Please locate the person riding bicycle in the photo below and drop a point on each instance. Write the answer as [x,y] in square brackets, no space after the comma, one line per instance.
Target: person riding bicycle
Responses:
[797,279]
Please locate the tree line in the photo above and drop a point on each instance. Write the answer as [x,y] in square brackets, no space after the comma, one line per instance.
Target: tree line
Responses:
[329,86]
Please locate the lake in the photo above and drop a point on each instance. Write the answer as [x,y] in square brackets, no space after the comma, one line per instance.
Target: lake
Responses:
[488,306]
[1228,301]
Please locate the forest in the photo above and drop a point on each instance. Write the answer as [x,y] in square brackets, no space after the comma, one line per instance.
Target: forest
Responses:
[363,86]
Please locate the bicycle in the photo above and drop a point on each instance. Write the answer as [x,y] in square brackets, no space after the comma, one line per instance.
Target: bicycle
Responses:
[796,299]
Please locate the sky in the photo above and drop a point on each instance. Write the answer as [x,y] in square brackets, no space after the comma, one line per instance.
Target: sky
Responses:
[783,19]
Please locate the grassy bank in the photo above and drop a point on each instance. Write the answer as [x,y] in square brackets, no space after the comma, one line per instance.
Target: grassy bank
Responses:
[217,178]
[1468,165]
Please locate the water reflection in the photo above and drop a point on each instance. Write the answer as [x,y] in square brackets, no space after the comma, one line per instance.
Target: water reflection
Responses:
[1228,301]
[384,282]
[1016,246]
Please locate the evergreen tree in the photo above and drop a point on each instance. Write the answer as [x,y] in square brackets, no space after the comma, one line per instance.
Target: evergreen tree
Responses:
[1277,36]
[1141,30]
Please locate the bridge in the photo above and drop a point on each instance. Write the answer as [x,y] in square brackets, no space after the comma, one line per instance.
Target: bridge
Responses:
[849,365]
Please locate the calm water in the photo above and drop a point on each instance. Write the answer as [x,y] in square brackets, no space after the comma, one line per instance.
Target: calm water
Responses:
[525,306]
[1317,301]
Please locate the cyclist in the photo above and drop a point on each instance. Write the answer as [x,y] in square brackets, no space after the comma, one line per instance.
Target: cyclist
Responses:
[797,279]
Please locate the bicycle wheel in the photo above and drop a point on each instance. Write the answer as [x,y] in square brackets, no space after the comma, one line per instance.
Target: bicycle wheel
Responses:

☆ ☆ ☆ ☆ ☆

- Task requirements:
Copy out all of the records again, renaming "Target" to "Object" wherever it appears and leaving everything else as it stands.

- Final result:
Please locate the person riding bicycle in the photo below and drop a point on each instance. Write the answer as [x,y] in square brackets, no space after the comma, one line per instance.
Object: person riding bicycle
Responses:
[797,279]
Please locate the tree line in the photo above and drop a point on each instance. Write the answer as [x,y] in square brackets, no space after the comma, one line per instance.
Object: tree line
Responses:
[329,86]
Please locate the lake in the photo above and drop a point on each instance. Write the answer as [x,y] in square brackets, no space after the comma, one line per instance.
Object: lake
Responses:
[488,306]
[1228,301]
Please locate the forest in the photo above and drop a point on each instance. Write the answer as [x,y] in square brackets, no space after the comma, one line per instance.
Object: forest
Responses:
[363,86]
Please locate the bicycle in the photo above and drop a point on each instance. Write the answer as [x,y] in square brackets, no space after the comma, one line per instance.
Object: bicycle
Responses:
[796,299]
Please locate the sky in the photo above and drop a point on each instance. Write the answer as [x,y] in square brackets, no space after the comma, one line per instance.
Object: sky
Responses:
[783,19]
Please locate the grassy bank in the photo above and drop a point on each instance. Write the answer as [x,y] in square brackets, no space after the comma, one line per instance.
Object: grassy bank
Responses:
[217,178]
[1468,165]
Please locate the water reflection in the photo above and drop a point on each instance. Write the answer as [x,y] in square brackets, no space after the comma, one line per instance.
Object: water reflection
Responses:
[1228,301]
[384,282]
[1016,246]
Please locate the evergreen tree in the photo above and drop a point on each instance. Write the answer as [x,y] in square brackets, no space after the comma, one line per instance.
Object: evergreen tree
Responses:
[1277,36]
[1141,30]
Please locate the bridge in the photo above and drop a point on each instance. Write the answer as [x,y] in square brackets, no space after the comma, one line per instance.
Object: bridge
Responses:
[849,365]
Please locate the calm water in the photo above and drop a point on each instance. Write the answer as [x,y] in square brackets, no space after the comma, one line per instance.
Object: calm water
Responses:
[525,306]
[1317,301]
Please locate the cyclist in the photo above and drop a point on each instance. Write the answer as [x,y] in square brackets, no space after the comma, one line per instance.
Object: cyclist
Responses:
[797,279]
Please locate the bicycle wheel in the photo above and drop a point on each instance. Write the answer as [x,y] in square brackets, no space after the comma, one line per instance.
Object: bicycle wheel
Responses:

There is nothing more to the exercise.